What to produce:
Consider the entries given below. Count the lines that include "stone" and give only the count.
== Segment start ==
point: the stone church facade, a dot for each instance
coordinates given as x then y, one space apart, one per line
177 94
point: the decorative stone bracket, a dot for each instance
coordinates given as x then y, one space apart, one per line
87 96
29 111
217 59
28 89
== Segment end ==
Result below:
2